§ Task prompt: Quote the items below word for word, from the very first line through the line containing "235,147 -> 262,292", including that line.

+---+

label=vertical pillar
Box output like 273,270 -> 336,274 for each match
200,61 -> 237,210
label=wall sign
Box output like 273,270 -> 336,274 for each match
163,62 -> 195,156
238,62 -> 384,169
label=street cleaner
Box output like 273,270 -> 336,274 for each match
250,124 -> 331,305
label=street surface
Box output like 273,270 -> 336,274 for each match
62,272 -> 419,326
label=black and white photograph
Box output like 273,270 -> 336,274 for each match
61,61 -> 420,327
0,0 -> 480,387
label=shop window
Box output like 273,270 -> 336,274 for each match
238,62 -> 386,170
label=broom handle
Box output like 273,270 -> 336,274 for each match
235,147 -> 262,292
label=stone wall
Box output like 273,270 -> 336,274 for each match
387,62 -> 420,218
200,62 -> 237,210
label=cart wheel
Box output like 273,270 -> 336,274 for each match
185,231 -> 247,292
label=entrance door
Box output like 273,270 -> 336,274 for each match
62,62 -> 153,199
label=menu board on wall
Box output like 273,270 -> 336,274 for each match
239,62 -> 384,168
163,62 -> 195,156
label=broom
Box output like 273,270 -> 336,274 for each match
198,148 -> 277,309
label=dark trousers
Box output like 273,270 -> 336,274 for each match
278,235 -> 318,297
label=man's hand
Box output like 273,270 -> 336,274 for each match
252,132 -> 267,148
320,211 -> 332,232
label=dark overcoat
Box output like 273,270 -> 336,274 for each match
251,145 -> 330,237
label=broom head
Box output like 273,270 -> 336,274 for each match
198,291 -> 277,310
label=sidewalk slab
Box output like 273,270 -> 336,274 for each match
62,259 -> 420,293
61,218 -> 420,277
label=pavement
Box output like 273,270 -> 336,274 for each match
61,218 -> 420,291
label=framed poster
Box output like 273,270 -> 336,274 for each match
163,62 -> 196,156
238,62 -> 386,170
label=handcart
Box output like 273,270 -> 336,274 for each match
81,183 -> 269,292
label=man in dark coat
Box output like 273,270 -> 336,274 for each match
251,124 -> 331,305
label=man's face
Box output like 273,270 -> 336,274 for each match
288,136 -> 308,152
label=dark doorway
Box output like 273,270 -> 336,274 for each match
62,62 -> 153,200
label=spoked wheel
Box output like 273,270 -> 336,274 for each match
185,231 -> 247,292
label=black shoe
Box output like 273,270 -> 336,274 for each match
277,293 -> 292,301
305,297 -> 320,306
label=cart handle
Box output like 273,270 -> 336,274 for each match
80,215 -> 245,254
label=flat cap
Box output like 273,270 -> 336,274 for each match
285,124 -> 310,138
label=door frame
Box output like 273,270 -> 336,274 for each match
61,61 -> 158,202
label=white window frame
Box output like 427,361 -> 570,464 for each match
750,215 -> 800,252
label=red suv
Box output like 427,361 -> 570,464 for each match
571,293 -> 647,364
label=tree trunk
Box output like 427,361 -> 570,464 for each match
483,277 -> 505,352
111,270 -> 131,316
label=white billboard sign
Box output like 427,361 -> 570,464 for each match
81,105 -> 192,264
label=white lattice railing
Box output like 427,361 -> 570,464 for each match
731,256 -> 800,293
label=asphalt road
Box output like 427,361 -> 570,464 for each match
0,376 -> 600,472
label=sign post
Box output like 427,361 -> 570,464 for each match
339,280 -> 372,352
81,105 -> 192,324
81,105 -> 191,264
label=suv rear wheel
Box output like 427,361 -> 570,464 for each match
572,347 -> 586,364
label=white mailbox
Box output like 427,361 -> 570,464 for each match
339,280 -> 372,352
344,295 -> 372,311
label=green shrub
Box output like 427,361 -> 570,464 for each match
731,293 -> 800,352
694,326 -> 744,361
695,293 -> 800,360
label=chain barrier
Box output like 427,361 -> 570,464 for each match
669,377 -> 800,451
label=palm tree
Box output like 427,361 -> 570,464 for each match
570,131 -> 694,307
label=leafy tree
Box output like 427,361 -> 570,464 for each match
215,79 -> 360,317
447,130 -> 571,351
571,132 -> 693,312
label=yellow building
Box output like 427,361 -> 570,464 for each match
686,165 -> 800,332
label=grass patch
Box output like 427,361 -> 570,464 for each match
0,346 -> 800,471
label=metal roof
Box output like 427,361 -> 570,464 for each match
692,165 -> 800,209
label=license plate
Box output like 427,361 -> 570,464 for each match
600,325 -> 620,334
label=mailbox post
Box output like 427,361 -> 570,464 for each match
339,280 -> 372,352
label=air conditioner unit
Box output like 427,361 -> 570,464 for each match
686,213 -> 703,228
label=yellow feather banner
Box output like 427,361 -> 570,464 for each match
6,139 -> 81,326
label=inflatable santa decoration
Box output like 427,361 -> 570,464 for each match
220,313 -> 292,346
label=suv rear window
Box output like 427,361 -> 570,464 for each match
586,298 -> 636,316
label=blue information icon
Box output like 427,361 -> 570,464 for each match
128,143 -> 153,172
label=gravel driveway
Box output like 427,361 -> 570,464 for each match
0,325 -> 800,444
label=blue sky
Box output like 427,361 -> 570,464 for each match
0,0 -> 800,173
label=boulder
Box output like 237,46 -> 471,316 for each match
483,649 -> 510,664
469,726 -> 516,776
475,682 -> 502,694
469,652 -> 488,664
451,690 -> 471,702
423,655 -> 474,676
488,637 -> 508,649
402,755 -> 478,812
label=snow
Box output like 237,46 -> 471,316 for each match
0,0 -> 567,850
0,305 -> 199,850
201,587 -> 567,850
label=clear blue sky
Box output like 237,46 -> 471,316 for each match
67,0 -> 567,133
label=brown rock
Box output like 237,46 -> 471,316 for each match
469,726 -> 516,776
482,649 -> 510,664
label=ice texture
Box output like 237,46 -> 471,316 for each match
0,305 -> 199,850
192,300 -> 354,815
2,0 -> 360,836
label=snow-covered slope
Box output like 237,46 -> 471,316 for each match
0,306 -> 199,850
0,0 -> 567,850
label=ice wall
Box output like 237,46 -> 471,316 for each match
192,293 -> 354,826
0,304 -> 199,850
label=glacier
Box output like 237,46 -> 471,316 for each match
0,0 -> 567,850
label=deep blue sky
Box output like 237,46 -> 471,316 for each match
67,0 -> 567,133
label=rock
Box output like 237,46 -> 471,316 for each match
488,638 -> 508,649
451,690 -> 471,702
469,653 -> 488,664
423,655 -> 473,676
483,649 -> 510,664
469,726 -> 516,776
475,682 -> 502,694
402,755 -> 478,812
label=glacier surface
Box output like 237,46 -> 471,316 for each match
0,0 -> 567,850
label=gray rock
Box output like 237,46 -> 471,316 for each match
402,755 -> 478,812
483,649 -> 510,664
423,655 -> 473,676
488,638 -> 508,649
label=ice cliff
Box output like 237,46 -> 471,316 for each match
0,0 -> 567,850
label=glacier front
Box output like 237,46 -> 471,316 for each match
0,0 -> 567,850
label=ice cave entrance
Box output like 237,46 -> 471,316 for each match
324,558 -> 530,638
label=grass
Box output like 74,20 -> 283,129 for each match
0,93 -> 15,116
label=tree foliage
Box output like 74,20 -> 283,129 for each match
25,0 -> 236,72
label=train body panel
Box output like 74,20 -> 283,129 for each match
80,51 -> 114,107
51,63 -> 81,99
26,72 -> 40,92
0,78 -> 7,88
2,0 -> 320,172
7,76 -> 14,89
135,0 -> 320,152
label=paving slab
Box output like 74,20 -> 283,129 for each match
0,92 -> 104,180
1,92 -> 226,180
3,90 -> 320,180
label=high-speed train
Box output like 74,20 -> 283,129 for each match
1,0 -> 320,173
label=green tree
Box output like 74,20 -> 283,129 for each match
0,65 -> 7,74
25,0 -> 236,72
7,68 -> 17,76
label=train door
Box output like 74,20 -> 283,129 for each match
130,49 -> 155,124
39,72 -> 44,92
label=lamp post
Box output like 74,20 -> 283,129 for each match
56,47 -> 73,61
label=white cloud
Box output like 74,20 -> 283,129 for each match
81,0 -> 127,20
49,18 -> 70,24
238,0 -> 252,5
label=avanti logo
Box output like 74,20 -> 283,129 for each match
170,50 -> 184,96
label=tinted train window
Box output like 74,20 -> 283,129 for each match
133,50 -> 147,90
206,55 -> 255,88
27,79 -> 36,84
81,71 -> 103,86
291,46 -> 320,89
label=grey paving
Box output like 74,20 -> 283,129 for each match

+---+

§ Result of the task:
label=vertical pillar
Box output like 273,270 -> 336,274 for each match
200,61 -> 237,210
label=wall sign
Box output like 273,270 -> 336,274 for each match
163,62 -> 195,156
238,62 -> 384,169
label=street cleaner
Box output like 273,270 -> 336,274 for each match
250,124 -> 331,305
label=street surface
Box output like 273,270 -> 336,274 for each match
62,272 -> 419,326
label=black and white photograph
Box output like 273,270 -> 336,274 for each match
61,61 -> 420,327
0,0 -> 480,387
label=shop window
Box output like 273,270 -> 336,274 for each match
238,62 -> 386,170
label=broom handle
Box output like 273,270 -> 336,274 for each match
235,147 -> 262,292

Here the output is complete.